_Set exercise_
Copy out word for word everything from the line containing "obj=white wooden shutter" down to the end of the records, both ends included.

_Rows_
┏━━

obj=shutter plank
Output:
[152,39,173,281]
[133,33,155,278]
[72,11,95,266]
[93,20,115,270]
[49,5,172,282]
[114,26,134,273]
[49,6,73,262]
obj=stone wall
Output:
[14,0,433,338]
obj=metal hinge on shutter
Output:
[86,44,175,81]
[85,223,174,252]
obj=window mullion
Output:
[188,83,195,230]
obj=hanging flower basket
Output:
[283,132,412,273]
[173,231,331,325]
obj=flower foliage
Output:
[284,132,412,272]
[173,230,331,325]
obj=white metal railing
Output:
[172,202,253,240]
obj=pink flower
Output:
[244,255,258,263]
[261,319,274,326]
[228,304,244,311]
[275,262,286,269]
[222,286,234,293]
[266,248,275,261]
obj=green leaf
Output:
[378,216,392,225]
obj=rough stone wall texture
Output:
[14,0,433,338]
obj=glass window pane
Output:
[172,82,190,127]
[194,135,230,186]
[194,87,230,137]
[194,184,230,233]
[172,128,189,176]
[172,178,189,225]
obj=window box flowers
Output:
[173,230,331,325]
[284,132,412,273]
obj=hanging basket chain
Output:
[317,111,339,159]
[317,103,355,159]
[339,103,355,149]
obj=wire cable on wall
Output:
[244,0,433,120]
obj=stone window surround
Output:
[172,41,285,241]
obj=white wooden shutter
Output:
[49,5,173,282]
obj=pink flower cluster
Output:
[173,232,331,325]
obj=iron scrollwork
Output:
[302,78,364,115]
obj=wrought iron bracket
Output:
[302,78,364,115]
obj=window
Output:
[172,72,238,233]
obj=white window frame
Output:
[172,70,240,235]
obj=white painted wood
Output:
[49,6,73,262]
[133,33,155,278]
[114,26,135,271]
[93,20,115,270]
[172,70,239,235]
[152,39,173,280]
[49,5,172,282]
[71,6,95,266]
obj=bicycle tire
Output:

┗━━

_Solution to this exercise_
obj=white wooden shutter
Output:
[49,5,173,282]
obj=pink flower cluster
Output:
[173,232,331,325]
obj=iron scrollwork
Output:
[302,78,364,115]
obj=wrought iron bracket
Output:
[302,78,364,115]
obj=window
Output:
[172,72,238,233]
obj=white window frame
Output:
[172,70,240,235]
obj=white painted wood
Output:
[49,6,73,262]
[133,33,155,278]
[114,26,135,271]
[93,20,115,270]
[172,70,239,235]
[152,39,173,280]
[49,5,172,282]
[71,6,95,266]
obj=bicycle tire
Output:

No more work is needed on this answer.